◆ Work to complete ◆
Reproduce the data below with every occurrence of "honey" changed to "syrup" and nothing else altered. Omit the pictures from your output.

* begin Data rows *

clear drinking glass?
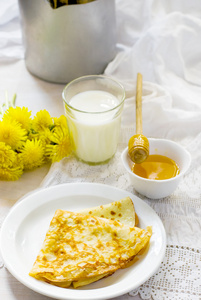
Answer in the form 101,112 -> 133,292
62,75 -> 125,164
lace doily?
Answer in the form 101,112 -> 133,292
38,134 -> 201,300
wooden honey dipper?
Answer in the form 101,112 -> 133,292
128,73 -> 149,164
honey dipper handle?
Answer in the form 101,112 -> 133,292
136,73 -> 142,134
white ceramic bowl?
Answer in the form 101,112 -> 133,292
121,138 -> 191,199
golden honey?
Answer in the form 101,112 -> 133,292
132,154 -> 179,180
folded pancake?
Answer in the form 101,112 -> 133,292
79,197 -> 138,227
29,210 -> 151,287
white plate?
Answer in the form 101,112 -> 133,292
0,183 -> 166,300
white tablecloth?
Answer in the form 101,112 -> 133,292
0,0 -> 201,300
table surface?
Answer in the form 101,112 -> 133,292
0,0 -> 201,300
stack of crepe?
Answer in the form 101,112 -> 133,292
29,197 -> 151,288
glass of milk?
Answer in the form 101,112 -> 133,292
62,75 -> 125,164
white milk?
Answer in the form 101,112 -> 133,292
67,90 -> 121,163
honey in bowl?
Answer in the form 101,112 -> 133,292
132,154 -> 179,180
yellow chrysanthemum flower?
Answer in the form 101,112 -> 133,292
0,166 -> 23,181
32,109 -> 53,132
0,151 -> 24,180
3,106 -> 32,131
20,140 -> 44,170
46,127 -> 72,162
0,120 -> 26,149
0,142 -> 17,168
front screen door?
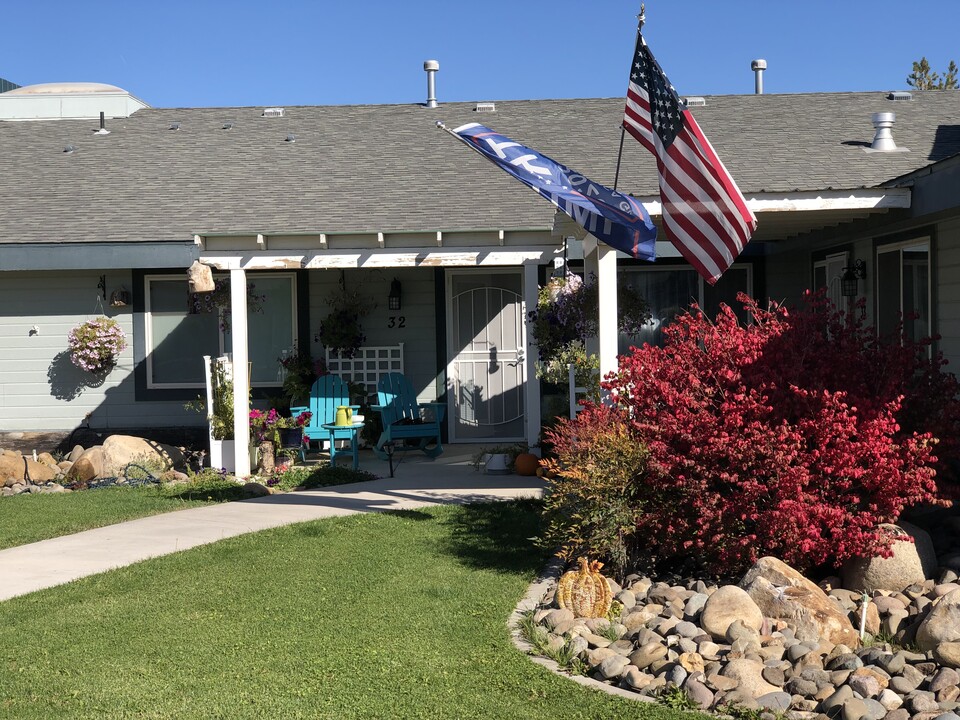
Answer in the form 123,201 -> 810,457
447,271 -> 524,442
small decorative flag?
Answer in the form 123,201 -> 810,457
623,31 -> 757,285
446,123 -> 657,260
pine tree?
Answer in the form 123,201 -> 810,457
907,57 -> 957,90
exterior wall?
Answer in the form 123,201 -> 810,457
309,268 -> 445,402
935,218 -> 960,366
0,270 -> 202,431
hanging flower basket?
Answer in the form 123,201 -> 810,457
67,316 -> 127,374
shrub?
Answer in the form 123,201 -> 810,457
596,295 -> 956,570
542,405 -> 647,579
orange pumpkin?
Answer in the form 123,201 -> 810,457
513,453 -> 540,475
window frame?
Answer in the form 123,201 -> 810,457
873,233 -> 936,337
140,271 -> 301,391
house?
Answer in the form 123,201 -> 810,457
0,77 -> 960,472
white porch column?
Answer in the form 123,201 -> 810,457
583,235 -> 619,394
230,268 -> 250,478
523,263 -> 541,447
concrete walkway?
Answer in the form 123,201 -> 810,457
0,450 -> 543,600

* end Data rows *

◆ Response below ◆
clear drinking glass?
Answer in the form 101,112 -> 133,292
62,75 -> 125,164
lace doily?
Answer in the form 101,112 -> 133,292
38,134 -> 201,300
wooden syrup dipper?
Answer in the form 101,112 -> 133,292
128,73 -> 149,164
syrup dipper handle?
Answer in the form 101,112 -> 133,292
136,73 -> 142,134
white ceramic bowl?
Answer in the form 101,112 -> 133,292
121,138 -> 191,199
golden syrup?
Answer in the form 101,112 -> 133,292
132,154 -> 179,180
folded pancake?
Answer in the form 101,112 -> 133,292
79,197 -> 138,227
29,210 -> 151,287
white plate?
Answer in the form 101,112 -> 133,292
0,183 -> 166,300
white tablecloth?
Answer in the form 101,112 -> 133,292
0,0 -> 201,300
table surface?
Answer in the form 101,112 -> 133,292
0,0 -> 201,300
stack of crepe?
Answer in the form 101,112 -> 133,292
29,197 -> 151,288
glass of milk?
Answer in the form 101,112 -> 133,292
62,75 -> 125,164
white milk?
Answer in the form 101,112 -> 133,292
67,90 -> 121,163
syrup in bowl?
Answer in the form 101,112 -> 133,292
132,154 -> 179,180
yellow chrysanthemum flower?
Answer in the form 101,112 -> 133,292
0,166 -> 23,181
32,109 -> 53,132
0,151 -> 24,180
3,106 -> 32,131
20,140 -> 44,170
46,127 -> 72,162
0,120 -> 26,149
0,142 -> 17,168
front screen door?
Answer in the form 123,201 -> 810,457
447,271 -> 524,442
small decorative flag?
Answer in the form 123,201 -> 810,457
623,31 -> 757,285
446,123 -> 657,260
pine tree?
Answer in the form 123,201 -> 810,457
907,57 -> 957,90
exterior wall?
Answer in the form 123,201 -> 810,457
309,268 -> 445,402
935,218 -> 960,366
0,270 -> 202,431
hanging flower basket?
Answer in the form 123,201 -> 810,457
67,316 -> 127,374
shrub?
Answer in the form 123,201 -> 810,457
596,295 -> 956,570
542,405 -> 647,579
orange pumpkin?
Answer in the form 123,201 -> 810,457
513,453 -> 540,475
window frame?
Answer in the form 123,201 -> 810,457
873,233 -> 936,337
140,271 -> 301,391
house?
Answer in the form 123,201 -> 810,457
0,77 -> 960,472
white porch column?
Answer in the form 123,201 -> 810,457
583,235 -> 619,394
230,268 -> 250,478
523,263 -> 541,447
concrete walkway?
Answer in the form 123,201 -> 810,457
0,450 -> 543,600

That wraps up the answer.